Reproduce the listing below, replacing every "metal barrier railing" with "steel guardrail" and leaving everything else unchanged. Omit the pictures.

BEGIN TASK INPUTS

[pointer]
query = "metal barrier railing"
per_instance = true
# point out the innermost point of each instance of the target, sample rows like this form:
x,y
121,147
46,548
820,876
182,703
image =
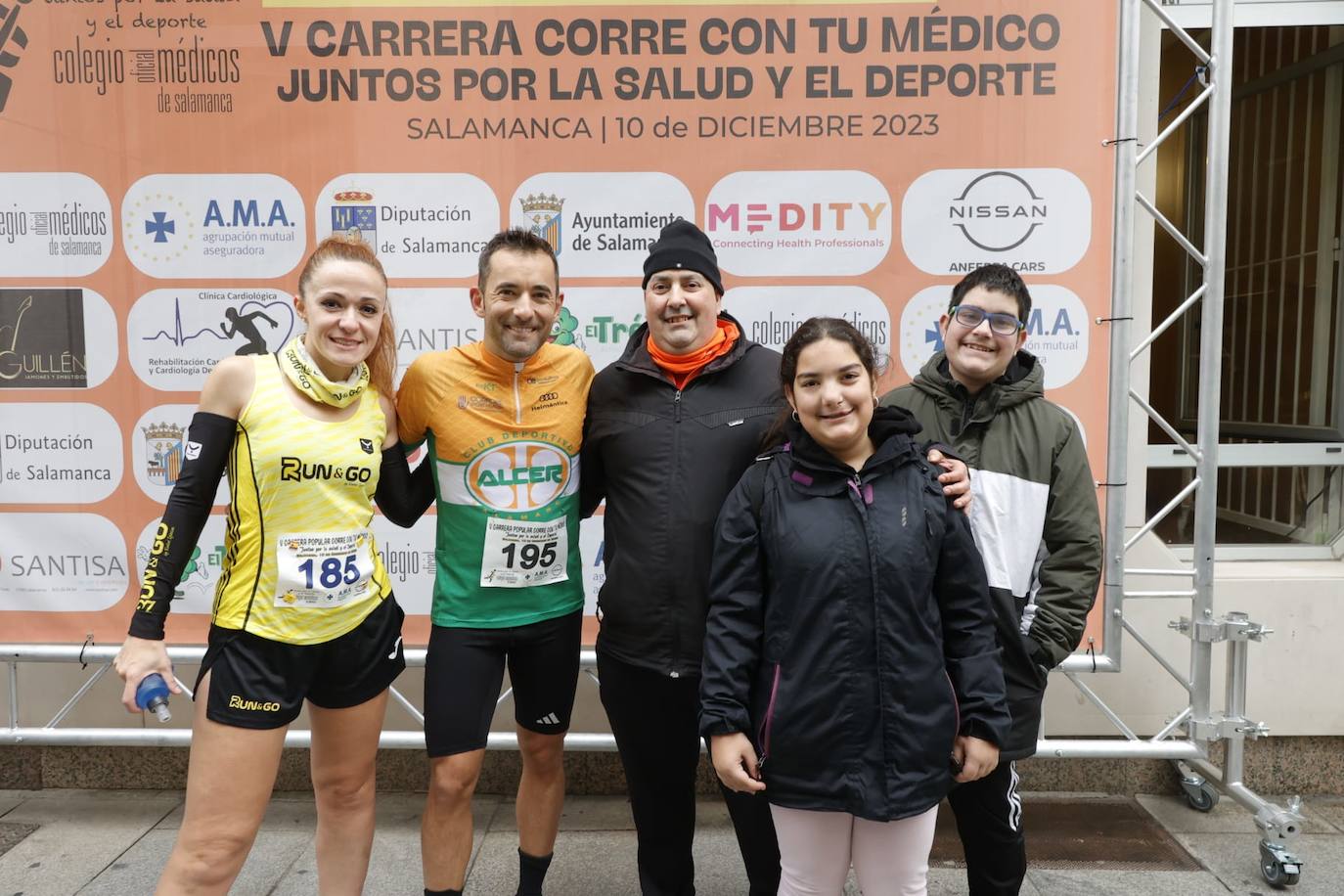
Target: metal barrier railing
x,y
54,735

END TASK INPUTS

RESULT OF THE TASK
[pointer]
query = "steel guardrail"
per_instance = true
# point out the innermost point of each instance of the target, sample rows like this form:
x,y
121,147
46,548
820,876
182,703
image =
Target: steel guardrail
x,y
54,735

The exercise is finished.